## What is required:
Go through the data and retrieve each line that includes the string "stone".

(Entries taken from a collection)
▽

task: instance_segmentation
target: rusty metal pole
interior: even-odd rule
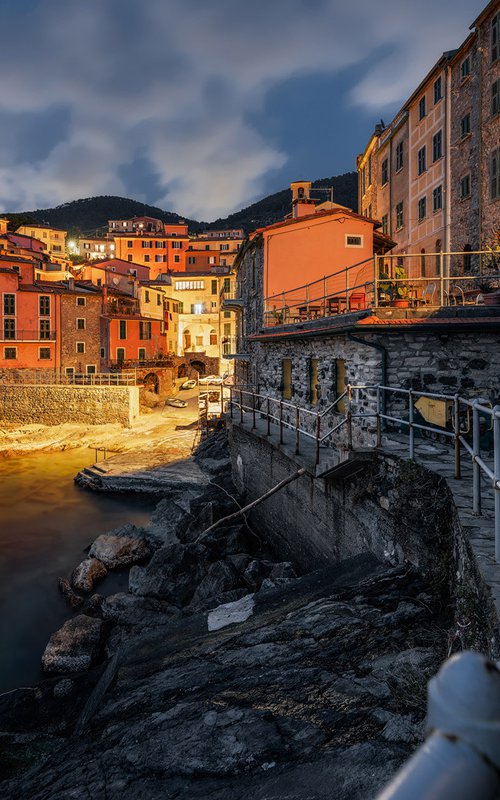
[[[283,400],[280,400],[280,444],[283,444]]]
[[[231,419],[233,418],[233,387],[229,387],[229,413],[231,414]]]
[[[243,425],[243,390],[240,389],[240,423]]]
[[[271,400],[267,398],[267,435],[271,435]]]
[[[462,469],[460,464],[460,402],[458,394],[455,395],[454,416],[455,416],[455,478],[457,480],[460,480],[460,478],[462,477]]]
[[[255,424],[255,392],[252,392],[252,430],[256,428]]]
[[[296,456],[298,456],[300,452],[299,436],[300,436],[300,409],[298,406],[296,406],[295,407],[295,455]]]
[[[352,450],[352,411],[351,411],[351,398],[352,398],[352,389],[351,384],[347,384],[347,403],[346,403],[346,410],[347,410],[347,448]]]
[[[318,411],[316,416],[316,466],[319,464],[319,442],[321,435],[321,414]]]

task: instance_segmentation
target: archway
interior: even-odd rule
[[[160,388],[160,379],[158,375],[155,375],[154,372],[148,372],[148,374],[144,378],[144,388],[148,390],[148,392],[154,392],[158,394],[158,390]]]
[[[199,375],[205,374],[205,364],[203,361],[190,361],[191,367],[196,370]]]
[[[188,374],[187,364],[179,364],[177,367],[177,377],[186,378]]]

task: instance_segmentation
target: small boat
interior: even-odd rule
[[[196,388],[196,381],[192,380],[192,379],[190,379],[188,381],[184,381],[184,383],[181,383],[180,388],[181,389],[195,389]]]

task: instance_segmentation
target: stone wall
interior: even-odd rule
[[[229,441],[233,477],[246,502],[297,471],[293,458],[237,424],[229,425]],[[250,521],[279,557],[301,572],[365,552],[393,565],[413,565],[441,587],[450,630],[461,632],[461,646],[498,657],[498,620],[489,590],[451,491],[430,470],[379,454],[344,480],[306,474],[256,506]]]
[[[119,422],[130,427],[138,416],[138,386],[0,385],[2,425]]]

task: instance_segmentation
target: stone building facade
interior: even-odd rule
[[[101,372],[101,314],[100,292],[61,293],[61,371],[66,375]]]
[[[482,249],[499,235],[499,15],[492,0],[358,156],[359,211],[382,222],[395,254],[417,256],[409,273],[439,274],[435,253]],[[474,266],[465,255],[446,269]]]

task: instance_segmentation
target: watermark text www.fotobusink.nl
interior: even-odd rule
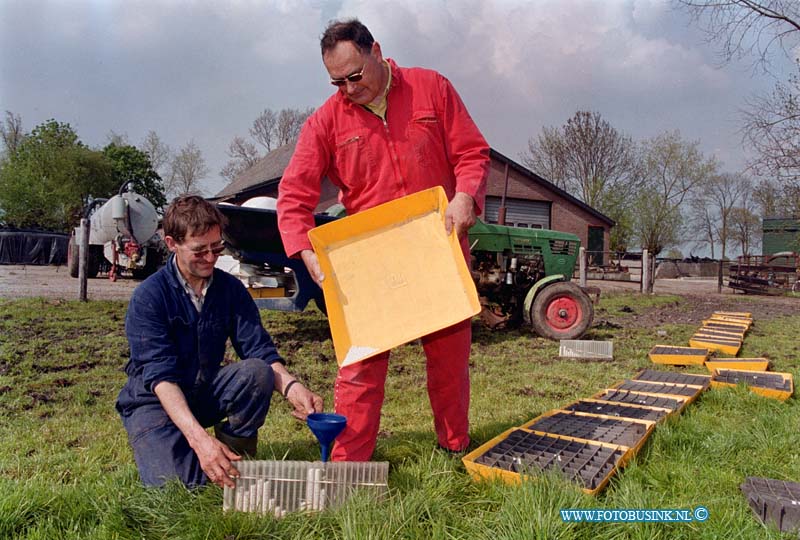
[[[564,522],[588,523],[691,523],[708,519],[705,506],[694,508],[660,508],[660,509],[602,509],[602,508],[565,508],[560,510]]]

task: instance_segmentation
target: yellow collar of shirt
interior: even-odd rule
[[[372,103],[367,103],[366,105],[364,105],[364,107],[369,109],[372,113],[380,116],[381,120],[386,120],[386,105],[387,105],[386,96],[389,95],[389,88],[392,86],[392,67],[389,65],[389,62],[387,62],[385,59],[383,61],[383,64],[386,66],[386,69],[389,70],[389,78],[386,81],[386,88],[383,91],[383,95],[380,96],[379,99],[373,101]]]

△

## Solution to the exercise:
target: stone wall
target: stone building facade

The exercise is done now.